Supplied material:
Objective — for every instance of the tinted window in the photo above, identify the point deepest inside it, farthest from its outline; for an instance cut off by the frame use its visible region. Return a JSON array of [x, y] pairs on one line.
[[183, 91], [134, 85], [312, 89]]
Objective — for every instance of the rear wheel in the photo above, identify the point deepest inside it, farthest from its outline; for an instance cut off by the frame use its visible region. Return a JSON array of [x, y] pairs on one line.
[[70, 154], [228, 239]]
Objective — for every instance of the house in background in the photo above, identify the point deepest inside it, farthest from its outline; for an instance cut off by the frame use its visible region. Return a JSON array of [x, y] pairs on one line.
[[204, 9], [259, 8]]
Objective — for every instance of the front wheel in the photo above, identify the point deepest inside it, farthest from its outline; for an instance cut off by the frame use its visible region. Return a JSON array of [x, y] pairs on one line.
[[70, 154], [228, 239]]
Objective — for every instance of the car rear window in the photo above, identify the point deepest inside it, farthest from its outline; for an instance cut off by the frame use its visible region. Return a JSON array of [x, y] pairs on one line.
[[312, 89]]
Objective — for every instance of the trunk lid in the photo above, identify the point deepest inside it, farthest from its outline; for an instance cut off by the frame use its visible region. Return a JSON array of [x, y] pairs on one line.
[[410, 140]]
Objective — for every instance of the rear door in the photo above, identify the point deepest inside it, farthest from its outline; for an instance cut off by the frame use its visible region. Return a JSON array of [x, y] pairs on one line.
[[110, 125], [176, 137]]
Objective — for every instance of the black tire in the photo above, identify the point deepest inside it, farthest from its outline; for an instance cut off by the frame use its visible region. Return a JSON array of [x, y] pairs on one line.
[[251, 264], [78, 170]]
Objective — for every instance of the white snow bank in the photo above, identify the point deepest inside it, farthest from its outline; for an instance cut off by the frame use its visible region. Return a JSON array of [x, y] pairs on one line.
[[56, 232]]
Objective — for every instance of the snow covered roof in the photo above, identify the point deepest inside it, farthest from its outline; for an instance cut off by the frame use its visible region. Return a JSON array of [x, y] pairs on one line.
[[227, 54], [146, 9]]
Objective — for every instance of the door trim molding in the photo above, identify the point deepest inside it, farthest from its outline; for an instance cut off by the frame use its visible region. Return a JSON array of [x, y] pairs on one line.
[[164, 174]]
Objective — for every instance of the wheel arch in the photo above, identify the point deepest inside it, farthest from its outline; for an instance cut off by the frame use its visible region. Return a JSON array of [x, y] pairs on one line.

Problem to work on: Show the data once more, exactly as it was written.

Output below:
Objective — for every instance of the tinted window in the photo above, identify the point deepest inside it, farthest from its outline; for an instance cut off by the frame use its visible region. Return a JSON array of [x, y] pairs on one line.
[[183, 91], [134, 85], [312, 89]]
Objective — for every instance of the rear wheel in the photo above, identify the point deepest inside it, farthest from its outline; for an instance cut off by the frame use its visible region. Return a JSON array of [x, y] pairs on one line.
[[70, 154], [228, 239]]
Objective — for every instance of the house in background in the photo above, identify the point deepest inside it, farthest from its outline; for an instance cut off by the frame use its visible region. Return a JSON array of [x, y] pairs on one line.
[[204, 9], [259, 8]]
Objective — for every instance of the front wheel in the photo above, identify the point deepest inside it, farthest from its outline; for an instance cut off by the frame use its visible region. Return a JSON array of [x, y] pairs on one line.
[[70, 154], [228, 239]]
Objective — for every instance of the car rear window in the photo above, identify the point deepest inside it, farthest from its outline; for an instance cut off by the frame use its visible region. Return a JSON array of [x, y] pairs on one line.
[[312, 89]]
Objective — for every instance of the trunk lid in the photo above, identify the point deepest inside it, farthest from its outline; for an instance cut off by the frame use its visible region. Return a JSON array of [x, y] pairs on one line.
[[410, 140]]
Objective — for every instance of the rear door in the photo above, identify the point deepest inside it, farthest from its outline; for an instance cut off by the frame use its visible region. Return a JSON array of [x, y] pairs on one line.
[[110, 125], [176, 137]]
Objective — for every instance of the black tire in the photo above, identify the point deepest inside it, farthest from its outline; for an instance cut off by the frame use its visible region. Return a JSON array of [x, y] pairs on one line.
[[251, 264], [78, 170]]
Objective — for every instance of the white snow bank in the photo above, identify the point deepest inside it, farthest from its outline; for an instance cut off by the frame use its visible region. Return a JSON array of [x, y] pairs on one line.
[[56, 232]]
Objective — for every instance of the snow covered roof in the photo above, identify the point deepest inside it, farthest from its outline; for an instance cut off by the frame use its visible region. Return a JSON array of [x, y] pairs on one line.
[[227, 54], [146, 9]]
Objective — for every instance of the door trim molding in the photo above, identify the point deepest inside it, farthest from its outline; for an instance cut off by the frame use its visible region. Return a JSON array of [x, y] pairs on one line.
[[164, 174]]
Objective — for every instance of the wheel arch in the photo above, identify the point deepest inside it, farthest from its outline; for an instance cut off by the frame use its visible region. Return a JSON array of [x, y] pairs on one line.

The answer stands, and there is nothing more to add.